TEXT EXCERPT:
You are viewing a plain text version of this content. The canonical link for it is here.
Posted to issues@spark.apache.org by "Hyukjin Kwon (Jira)" <ji...@apache.org> on 2021/07/06 02:02:00 UTC

[jira] [Commented] (SPARK-34982) Pyspark asDict() returns wrong child field for nested dataframe

    [ https://issues.apache.org/jira/browse/SPARK-34982?page=com.atlassian.jira.plugin.system.issuetabpanels:comment-tabpanel&focusedCommentId=17375108#comment-17375108 ] 

Hyukjin Kwon commented on SPARK-34982:
--------------------------------------

Hm, I can't reproduce it in the current master branch.

> Pyspark asDict() returns wrong child field for nested dataframe
> ---------------------------------------------------------------
>
>                 Key: SPARK-34982
>                 URL: https://issues.apache.org/jira/browse/SPARK-34982
>             Project: Spark
>          Issue Type: Bug
>          Components: PySpark
>    Affects Versions: 3.0.1, 3.0.2
>         Environment: Tested with EMR 6.2.0. spark v3.0.2, python v3.8.5
> Also Tested with local pyspark on windows 10. spark v3.0.1. python v3.8.5
>            Reporter: Kumaresh AK
>            Priority: Minor
>         Attachments: SPARK-34982.py
>
>
> Hello! I upgraded a job to Spark 3.0.1 (from 2.4.4) and encountered this issue. The job uses asDict(True) in pyspark. I reproduced the issue with a concise schema and code. Consider this example schema:
> {code:java}
> root
>  |-- id: integer (nullable = false)

PROVIDED RECORDS:
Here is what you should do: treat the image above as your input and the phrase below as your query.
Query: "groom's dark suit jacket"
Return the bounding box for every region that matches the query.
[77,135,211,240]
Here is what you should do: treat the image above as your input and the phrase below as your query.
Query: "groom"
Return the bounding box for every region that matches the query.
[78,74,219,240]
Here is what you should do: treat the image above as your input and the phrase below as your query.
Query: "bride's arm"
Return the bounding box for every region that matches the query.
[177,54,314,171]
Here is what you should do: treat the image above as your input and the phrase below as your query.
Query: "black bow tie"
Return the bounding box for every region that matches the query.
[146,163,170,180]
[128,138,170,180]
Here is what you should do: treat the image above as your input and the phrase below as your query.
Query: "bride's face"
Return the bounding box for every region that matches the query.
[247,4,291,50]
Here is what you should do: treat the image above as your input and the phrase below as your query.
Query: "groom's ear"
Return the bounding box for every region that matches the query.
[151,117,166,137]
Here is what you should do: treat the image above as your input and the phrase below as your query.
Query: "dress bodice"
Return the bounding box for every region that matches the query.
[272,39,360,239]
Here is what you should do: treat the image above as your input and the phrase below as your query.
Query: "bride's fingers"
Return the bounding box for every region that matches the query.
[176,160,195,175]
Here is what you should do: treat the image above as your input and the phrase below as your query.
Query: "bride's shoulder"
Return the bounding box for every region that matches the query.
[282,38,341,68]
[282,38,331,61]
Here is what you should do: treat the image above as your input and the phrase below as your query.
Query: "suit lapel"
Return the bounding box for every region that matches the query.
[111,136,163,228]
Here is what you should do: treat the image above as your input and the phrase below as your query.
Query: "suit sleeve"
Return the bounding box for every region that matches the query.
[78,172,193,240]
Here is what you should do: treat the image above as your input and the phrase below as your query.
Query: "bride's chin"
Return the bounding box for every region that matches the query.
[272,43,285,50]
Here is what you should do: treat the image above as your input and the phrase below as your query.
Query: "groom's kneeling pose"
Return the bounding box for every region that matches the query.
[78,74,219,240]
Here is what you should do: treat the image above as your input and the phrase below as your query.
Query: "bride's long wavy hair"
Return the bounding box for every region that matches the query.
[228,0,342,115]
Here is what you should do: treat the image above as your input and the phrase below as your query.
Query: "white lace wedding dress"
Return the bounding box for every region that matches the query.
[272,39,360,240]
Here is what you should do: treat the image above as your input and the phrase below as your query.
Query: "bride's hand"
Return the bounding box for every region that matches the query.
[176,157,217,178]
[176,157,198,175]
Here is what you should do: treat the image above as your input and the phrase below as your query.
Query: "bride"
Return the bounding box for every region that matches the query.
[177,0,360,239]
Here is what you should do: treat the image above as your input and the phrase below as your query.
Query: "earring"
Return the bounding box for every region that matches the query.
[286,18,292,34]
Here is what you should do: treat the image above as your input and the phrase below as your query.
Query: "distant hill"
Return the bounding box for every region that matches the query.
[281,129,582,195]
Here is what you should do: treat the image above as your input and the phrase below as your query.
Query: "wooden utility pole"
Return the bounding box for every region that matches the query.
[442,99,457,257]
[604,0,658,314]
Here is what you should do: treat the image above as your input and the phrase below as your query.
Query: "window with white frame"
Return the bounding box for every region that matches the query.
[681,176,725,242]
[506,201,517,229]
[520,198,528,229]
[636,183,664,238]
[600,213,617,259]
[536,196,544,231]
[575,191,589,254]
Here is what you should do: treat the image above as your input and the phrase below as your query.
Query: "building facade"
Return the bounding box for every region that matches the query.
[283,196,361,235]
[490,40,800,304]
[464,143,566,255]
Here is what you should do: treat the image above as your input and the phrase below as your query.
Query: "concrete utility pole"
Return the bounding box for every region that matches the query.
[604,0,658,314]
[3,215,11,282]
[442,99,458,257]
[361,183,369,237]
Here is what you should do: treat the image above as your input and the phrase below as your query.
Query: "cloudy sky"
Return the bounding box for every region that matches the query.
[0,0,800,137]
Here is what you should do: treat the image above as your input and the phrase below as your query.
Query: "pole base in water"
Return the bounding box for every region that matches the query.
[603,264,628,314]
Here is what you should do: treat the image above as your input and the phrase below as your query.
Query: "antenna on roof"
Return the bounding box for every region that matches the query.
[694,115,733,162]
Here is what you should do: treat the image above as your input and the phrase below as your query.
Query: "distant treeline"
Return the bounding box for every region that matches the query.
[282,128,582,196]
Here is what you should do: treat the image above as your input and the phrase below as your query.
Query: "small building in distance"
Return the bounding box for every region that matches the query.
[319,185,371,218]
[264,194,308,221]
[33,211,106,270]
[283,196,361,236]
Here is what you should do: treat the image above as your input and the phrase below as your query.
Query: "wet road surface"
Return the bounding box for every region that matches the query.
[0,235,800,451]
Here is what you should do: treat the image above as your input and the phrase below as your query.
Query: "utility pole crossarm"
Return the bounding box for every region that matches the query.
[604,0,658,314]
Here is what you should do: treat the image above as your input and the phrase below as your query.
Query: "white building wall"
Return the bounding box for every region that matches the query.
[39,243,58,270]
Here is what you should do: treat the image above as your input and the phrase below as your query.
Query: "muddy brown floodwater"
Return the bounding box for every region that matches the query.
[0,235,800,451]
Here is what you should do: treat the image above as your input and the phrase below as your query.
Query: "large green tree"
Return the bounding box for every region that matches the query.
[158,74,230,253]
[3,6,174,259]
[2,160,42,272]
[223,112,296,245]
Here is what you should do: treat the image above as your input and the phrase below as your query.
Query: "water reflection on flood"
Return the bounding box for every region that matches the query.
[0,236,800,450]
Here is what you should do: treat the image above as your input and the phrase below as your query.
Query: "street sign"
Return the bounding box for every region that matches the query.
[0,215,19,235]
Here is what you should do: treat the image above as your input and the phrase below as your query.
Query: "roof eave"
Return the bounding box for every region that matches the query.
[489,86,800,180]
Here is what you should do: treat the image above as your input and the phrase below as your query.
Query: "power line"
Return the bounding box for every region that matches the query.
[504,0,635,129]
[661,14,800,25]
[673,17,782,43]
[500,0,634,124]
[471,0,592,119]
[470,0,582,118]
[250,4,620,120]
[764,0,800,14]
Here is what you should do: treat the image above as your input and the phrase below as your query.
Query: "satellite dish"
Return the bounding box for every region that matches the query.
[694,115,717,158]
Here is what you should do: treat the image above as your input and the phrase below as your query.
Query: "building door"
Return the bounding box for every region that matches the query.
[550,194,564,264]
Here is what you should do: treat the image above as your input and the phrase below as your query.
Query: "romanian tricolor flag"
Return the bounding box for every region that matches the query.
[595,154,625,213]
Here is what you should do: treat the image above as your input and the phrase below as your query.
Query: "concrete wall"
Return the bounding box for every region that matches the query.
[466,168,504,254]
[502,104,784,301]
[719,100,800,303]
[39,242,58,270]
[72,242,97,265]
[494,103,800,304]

PARTS OF THE EXERCISE:
A) Copy the passage of the SPARK-34982 comment word for word, beginning at the words "[jira] [Commented] (SPARK-34982)" and stopping after "current master branch.".
B) Answer these questions from the SPARK-34982 comment:
(i) Who is listed as the reporter of the issue?
(ii) Which Spark version was the job upgraded from?
(iii) What priority does the issue have?
C) List every distinct Spark version number that the SPARK-34982 comment mentions.

SET OF ANSWERS:
A)
[jira] [Commented] (SPARK-34982) Pyspark asDict() returns wrong child field for nested dataframe

    [ https://issues.apache.org/jira/browse/SPARK-34982?page=com.atlassian.jira.plugin.system.issuetabpanels:comment-tabpanel&focusedCommentId=17375108#comment-17375108 ] 

Hyukjin Kwon commented on SPARK-34982:
--------------------------------------

Hm, I can't reproduce it in the current master branch.

B)
(i) Kumaresh AK
(ii) 2.4.4
(iii) Minor

C) 3.0.1, 3.0.2, 2.4.4